_Reading text_
My copy of Yeats' Collected Poems |
As example, from Colm Tóibín, who connects dying in a military - political condition that made success impossible with that of the suffering of Irish women:
] "The men of 1916 had no chance of success. They went out to die, a few hundred of them – while thousands were being slaughtered each day in the trenches of Belgium and France. The scale was important. Big wars are terrible and killing civilians is just cowardly, but pitching a few hundred men against the might of the British army is a revolution. It was a transcendental moment of sacrifice and of suffering. Perhaps it was a result of colonisation, with its enforced poverty and shame, but Ireland was for a long time interested in the idea of suffering well, or of suffering better than the oppressor; none was expected to suffer more, or more quietly, than the women of Ireland, into whose bodies and biology suffering was hard-wired. So the idea of blood sacrifice is not removed, in my mind, from a modern state that cannot legislate for the proper medical treatment of pregnant women, because suffering is something we are supposed to do well. Also dying, if it comes to that.
All nations have founding myths. I suppose I would prefer to have a revolution in my country’s past than a monarchy. I would prefer to move on from Catholic nationalism than from fascist dictatorship. But the truth is that local history has given way, in my lifetime, to global economics, and we have no good stories for this: no parades, no revolutions. The stories we tell ourselves about the past are not about politics. I mean they are not about fairness, about who has power and where the money goes. They contain a deeper madness. The stories we tell are about killing and being killed, and why that was all a terrific thing to do." ]In contrast to the gravity of Tóibín's and the others' pieces which generally were serious meditations upon death and politics, was Roddy Doyle's bit. He is the only member of this group who has a comic sense of the universe, and did it ever show.

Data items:
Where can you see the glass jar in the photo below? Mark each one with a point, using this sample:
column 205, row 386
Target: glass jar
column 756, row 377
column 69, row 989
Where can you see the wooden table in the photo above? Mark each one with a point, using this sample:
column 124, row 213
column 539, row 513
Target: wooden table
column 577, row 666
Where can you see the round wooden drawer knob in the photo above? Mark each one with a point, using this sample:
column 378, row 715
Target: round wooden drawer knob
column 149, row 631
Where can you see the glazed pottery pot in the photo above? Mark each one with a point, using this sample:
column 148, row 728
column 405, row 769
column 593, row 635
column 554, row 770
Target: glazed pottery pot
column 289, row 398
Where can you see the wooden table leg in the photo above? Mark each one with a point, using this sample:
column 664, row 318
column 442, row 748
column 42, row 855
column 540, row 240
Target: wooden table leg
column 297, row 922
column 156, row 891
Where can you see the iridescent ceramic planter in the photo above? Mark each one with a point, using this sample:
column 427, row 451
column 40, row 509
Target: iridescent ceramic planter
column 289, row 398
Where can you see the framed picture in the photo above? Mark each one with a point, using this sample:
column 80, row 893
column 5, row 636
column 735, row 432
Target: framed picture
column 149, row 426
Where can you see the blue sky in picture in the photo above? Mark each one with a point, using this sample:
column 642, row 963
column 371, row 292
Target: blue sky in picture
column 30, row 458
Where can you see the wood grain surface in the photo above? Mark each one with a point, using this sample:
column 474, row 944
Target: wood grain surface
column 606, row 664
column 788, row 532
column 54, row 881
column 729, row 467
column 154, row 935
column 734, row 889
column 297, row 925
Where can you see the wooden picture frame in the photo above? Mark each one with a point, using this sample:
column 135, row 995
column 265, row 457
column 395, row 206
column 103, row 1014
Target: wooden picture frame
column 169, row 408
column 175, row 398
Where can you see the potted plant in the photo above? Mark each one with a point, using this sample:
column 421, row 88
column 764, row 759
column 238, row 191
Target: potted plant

_Work task 1_
Translate this sentence from the text on the men of 1916 into Spanish: "The men of 1916 had no chance of success."
_Work task 2_
Please continue the text on the men of 1916 from its last sentence.

_Answer 1_
Los hombres de 1916 no tenían ninguna posibilidad de éxito.

_Answer 2_
I've always liked Irish humor. As well, culturally religious as the Irish are, either because of that, or in spite of it, they are the group I know of in which there are many folktales of an Irishman getting the best of the devil -- outwitting even the greatest Trickster of them all. This deeply impressed me from the first time I ever encountered such stories in some of the tales included in a book in my small school's meager library. I thought, "No such story of the devil would ever have been told in my religion!" This provoked further thoughts such as, "Do Catholics have more fun than Lutherans?" since the relationship my Catholic friends had with their parents seemed so much warmer and relaxed than those we Lutheran kids had with ours.
Of course that was long before I ever learned anything about Ireland colonization by England or just about anything else. I hadn't yet read a single poem of Yeats -- or even heard of the man with whose words and life I would spend so much of my 20's.